▶ TEXTO PROPORCIONADO:
———

Muchas veces se ha dicho cómo las tecnologías formatean nuestras vidas cotidianas, regulando los modos como organizamos las experiencias. Tal vez sea caer en un lugar común pero, llegado el tan esperado período estival, asociado en estas costas a las licencias laborales y escolares, repensar el impacto que produce en el descanso lo digital, en el marco de imperativos culturales actuales, puede resultar al menos llamativo.
Lejos estamos de lo que en otras épocas se conocía en el ámbito de las ciencias sociales ligado a la psicología, específicamente, al psicoanálisis, como las “neurosis del fin de semana” más propias de la modernidad ordenada entre el tiempo del trabajo y el tiempo del ocio. A diferencia de los conflictos que podía generar el tiempo “libre” cuando implicaba afrontar la relación con el placer en sociedades disciplinarias, somos hoy testigos de licencias de lo productivo sin alternativa para el malestar. Cual quita penas las tecnologías se encarnaron en las almas para desarrollar al estilo de algunas ficciones taquilleras, cuerpos robotizados despersonalizados o inteligencias digitalizadas sin cuerpo, organismos que entonces funcionan con lógicas ajenas a lo humanamente conocido hasta ahora. Son las paradojas de la ciencia devenida dogma, la que nos da en la misma medida que nos quita y en cualquier caso nos ubica frente a la elección de ser sujetos u objetos de sus descubrimientos.

———

▶ EJERCICIOS:
A) Según el texto sobre tecnología y descanso, ¿a qué se asocia el período estival en estas costas?
B) Resume de forma más breve el párrafo del texto sobre tecnología y descanso que empieza con "Lejos estamos de lo que en otras épocas", conservando sus ideas principales.
C) Escribe una continuación del texto sobre tecnología y descanso a partir de su última oración.

———

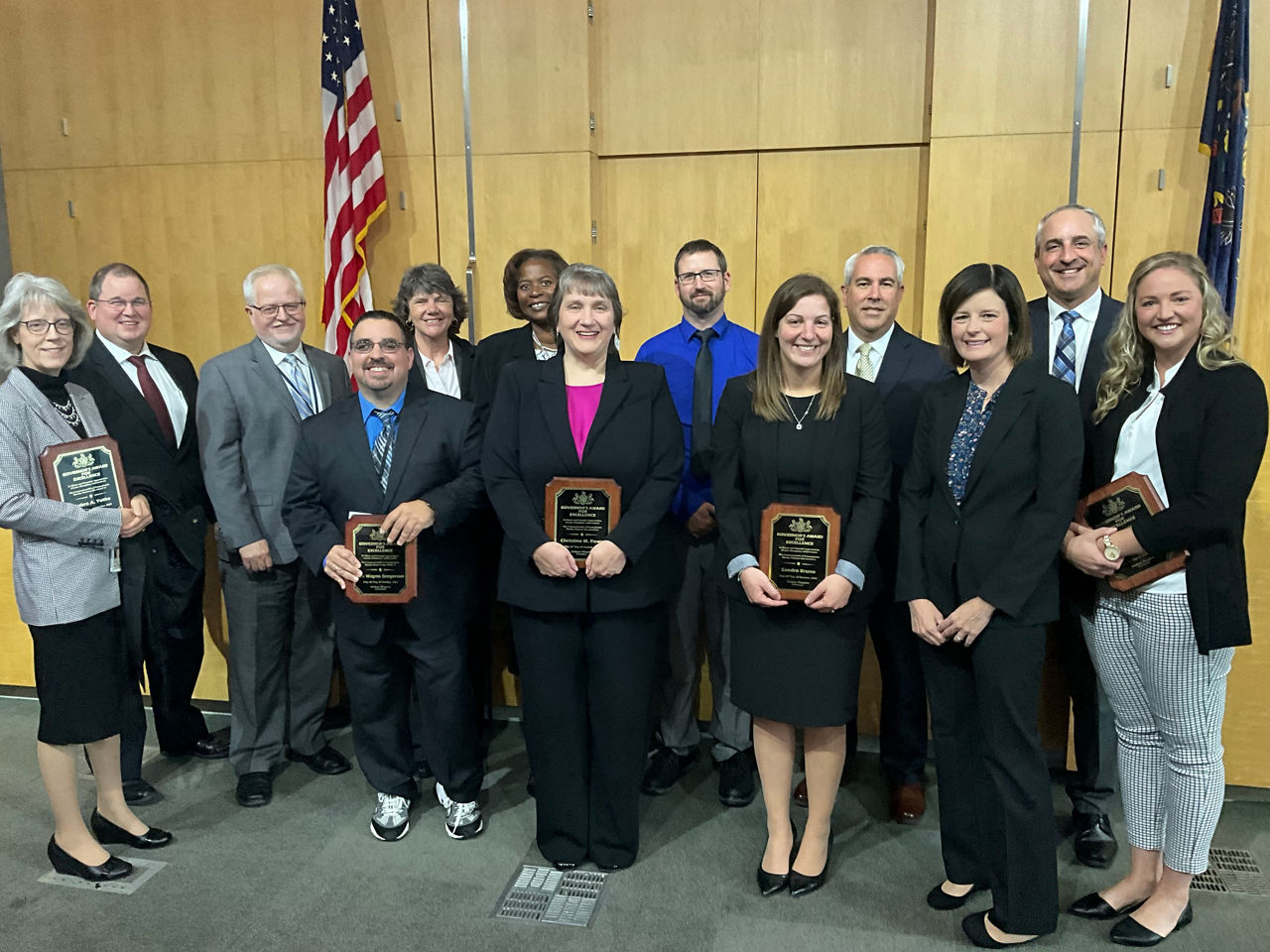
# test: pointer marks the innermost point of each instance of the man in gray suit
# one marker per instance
(250, 403)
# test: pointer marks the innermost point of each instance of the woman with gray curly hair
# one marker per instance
(64, 572)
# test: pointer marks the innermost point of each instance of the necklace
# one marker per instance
(798, 420)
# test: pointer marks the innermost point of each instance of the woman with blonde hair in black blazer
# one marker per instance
(1178, 405)
(799, 430)
(985, 500)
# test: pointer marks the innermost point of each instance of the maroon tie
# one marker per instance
(150, 391)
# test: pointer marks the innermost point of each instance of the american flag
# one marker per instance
(356, 193)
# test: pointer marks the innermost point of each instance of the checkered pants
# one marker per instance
(1169, 701)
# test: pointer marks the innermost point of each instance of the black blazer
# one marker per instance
(1002, 543)
(635, 439)
(1096, 358)
(1210, 438)
(852, 472)
(435, 458)
(465, 365)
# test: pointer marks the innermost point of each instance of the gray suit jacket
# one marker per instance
(248, 425)
(62, 553)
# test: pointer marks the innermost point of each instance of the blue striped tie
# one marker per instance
(1065, 353)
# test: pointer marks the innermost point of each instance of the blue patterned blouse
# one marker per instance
(974, 419)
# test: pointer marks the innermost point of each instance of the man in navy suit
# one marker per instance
(1070, 329)
(902, 366)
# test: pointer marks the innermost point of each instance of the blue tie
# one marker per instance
(1065, 353)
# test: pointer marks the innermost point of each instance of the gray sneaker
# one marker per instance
(391, 817)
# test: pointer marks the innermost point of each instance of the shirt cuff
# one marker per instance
(851, 572)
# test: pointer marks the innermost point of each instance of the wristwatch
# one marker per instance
(1110, 548)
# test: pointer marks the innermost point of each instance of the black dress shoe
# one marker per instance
(327, 761)
(255, 788)
(1130, 932)
(1093, 906)
(1092, 838)
(113, 869)
(945, 901)
(139, 793)
(107, 832)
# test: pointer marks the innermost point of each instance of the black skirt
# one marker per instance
(80, 678)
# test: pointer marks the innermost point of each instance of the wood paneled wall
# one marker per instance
(789, 131)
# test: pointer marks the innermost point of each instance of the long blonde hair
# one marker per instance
(1128, 350)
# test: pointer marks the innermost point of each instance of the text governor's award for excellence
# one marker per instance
(389, 571)
(579, 512)
(1118, 506)
(86, 472)
(799, 547)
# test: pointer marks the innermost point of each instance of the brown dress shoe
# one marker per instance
(907, 802)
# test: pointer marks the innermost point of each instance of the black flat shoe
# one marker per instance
(64, 864)
(1130, 932)
(107, 832)
(1093, 906)
(801, 884)
(945, 901)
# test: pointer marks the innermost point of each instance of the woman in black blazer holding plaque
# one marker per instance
(1178, 405)
(799, 430)
(984, 504)
(587, 636)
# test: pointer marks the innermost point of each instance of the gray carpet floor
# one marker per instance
(305, 873)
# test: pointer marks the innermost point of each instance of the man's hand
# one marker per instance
(407, 521)
(341, 565)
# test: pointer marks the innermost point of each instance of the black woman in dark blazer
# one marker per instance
(588, 638)
(983, 509)
(799, 430)
(1178, 405)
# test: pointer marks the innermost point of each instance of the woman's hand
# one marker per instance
(604, 560)
(760, 589)
(926, 620)
(556, 561)
(966, 621)
(832, 593)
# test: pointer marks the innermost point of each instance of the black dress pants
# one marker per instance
(996, 810)
(587, 682)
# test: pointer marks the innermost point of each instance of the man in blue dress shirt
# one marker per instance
(698, 356)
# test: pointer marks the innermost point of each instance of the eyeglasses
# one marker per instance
(363, 345)
(39, 325)
(118, 303)
(691, 277)
(293, 307)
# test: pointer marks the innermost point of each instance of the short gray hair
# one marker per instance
(849, 267)
(257, 273)
(1100, 229)
(26, 290)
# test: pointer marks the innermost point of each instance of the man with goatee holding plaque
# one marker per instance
(409, 457)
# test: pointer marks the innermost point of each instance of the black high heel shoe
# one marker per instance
(113, 869)
(107, 832)
(771, 884)
(802, 884)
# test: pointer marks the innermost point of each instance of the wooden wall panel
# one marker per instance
(677, 77)
(843, 73)
(649, 207)
(818, 208)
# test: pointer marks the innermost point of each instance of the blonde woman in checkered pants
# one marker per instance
(1178, 405)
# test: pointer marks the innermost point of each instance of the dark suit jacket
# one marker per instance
(1210, 438)
(1002, 542)
(635, 439)
(1096, 358)
(435, 458)
(852, 472)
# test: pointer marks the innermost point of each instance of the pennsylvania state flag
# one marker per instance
(1222, 139)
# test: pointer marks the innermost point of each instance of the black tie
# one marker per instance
(702, 405)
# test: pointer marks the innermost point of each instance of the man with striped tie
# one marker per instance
(1070, 327)
(250, 403)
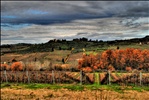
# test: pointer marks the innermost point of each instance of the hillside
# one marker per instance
(78, 44)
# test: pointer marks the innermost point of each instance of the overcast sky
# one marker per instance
(40, 21)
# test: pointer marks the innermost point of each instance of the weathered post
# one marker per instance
(5, 75)
(53, 79)
(80, 77)
(140, 78)
(109, 77)
(28, 76)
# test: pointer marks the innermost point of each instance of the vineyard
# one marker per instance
(62, 77)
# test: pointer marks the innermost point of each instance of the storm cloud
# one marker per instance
(39, 21)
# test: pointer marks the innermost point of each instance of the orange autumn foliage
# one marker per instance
(4, 67)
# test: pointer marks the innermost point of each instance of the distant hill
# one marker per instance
(63, 44)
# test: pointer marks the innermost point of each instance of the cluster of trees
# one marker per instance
(116, 59)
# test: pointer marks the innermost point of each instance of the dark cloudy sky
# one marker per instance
(40, 21)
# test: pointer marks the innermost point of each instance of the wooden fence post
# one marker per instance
(53, 79)
(109, 77)
(140, 78)
(80, 77)
(5, 75)
(28, 76)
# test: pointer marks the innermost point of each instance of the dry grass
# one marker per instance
(65, 94)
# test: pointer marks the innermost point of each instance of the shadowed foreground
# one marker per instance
(65, 94)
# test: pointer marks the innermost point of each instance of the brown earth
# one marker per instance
(65, 94)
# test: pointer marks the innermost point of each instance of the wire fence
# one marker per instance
(62, 77)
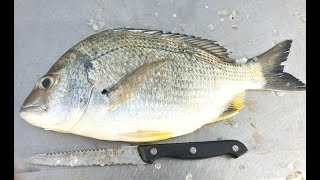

———

▶ RESPUESTAS DEL EJERCICIO:
A) A las licencias laborales y escolares.

B) Ya no vivimos las "neurosis del fin de semana" que el psicoanálisis asociaba a una modernidad dividida entre el tiempo del trabajo y el del ocio. Antes el tiempo libre generaba conflictos al enfrentar la relación con el placer en sociedades disciplinarias. Hoy, en cambio, las pausas de lo productivo no ofrecen alternativa al malestar. Como un quitapenas, las tecnologías se han encarnado en las almas y han producido, al estilo de algunas ficciones taquilleras, cuerpos robotizados o inteligencias digitalizadas sin cuerpo que funcionan con lógicas ajenas a lo humano. Es la paradoja de la ciencia convertida en dogma: nos da tanto como nos quita y nos obliga a elegir entre ser sujetos u objetos de sus descubrimientos.

C)
Cuando ser productivos se volvió el único sentido posible, olvidamos el valor del tiempo libre y progresivamente el descanso se tradujo en pérdida y la pérdida en vacío innombrable, silencio insoportable, soledad extrema. Si ponemos atención veremos que frente a un blanco en la pantalla o una pausa en la estimulación, la sensación de falta se transforma en vacío y “automáticamente” entramos en “modo ahorro de energía” o se “reinicia el sistema”, en el mejor de los casos. Así como leemos el clima que parece transcurrir sin mediaciones ni matices, del sol al granizo y del calor al frío, las emociones nos invaden sin primaveras ni otoños y los pasajes y transiciones se diluyen enfrentándonos entre polos extremos.
Expuestos a la violencia de estímulos masivos y entonces violentados e irritables, saturados de información y entonces, desinformados, habituados a la velocidad y la intensidad que sólo las herramientas digitales pueden procesar aunque pretendiendo seguirles el ritmo, nos vemos sobrecargados, excedidos, impotentizados y aún así, sometidos al mandato cultural de reproducir estas lógicas hasta estallar nuestra humanidad. Frente a este exceso el tiempo de licencia aparece como un oasis lejano al que sólo podemos acceder más o menos días al año pero siempre imaginamos a varios miles de kilómetros de distancia.
Así es que nos escuchamos decir “amo Venecia… no la conozco”, “mi lugar en el mundo es Grecia… vivo en Santa Fe”. Frente a semejantes expectativas, las opciones parecen ser que “se caiga el sistema”, la “desconexión”, o el retomar lo peor y sobradamente fallido de las repuestas manicomiales de antaño tales como “las curas de sueño”, las curas por “exposición al sol”, o el molde digital actual del “conectarse” con el mismo desenfreno con el que se vive el tiempo del trabajo pero esta vez en el tiempo “extra”. La industria del turismo nos ofrecerá sus “cajitas felices”, paquetes de viajes para consumirnos hasta lo que no tenemos.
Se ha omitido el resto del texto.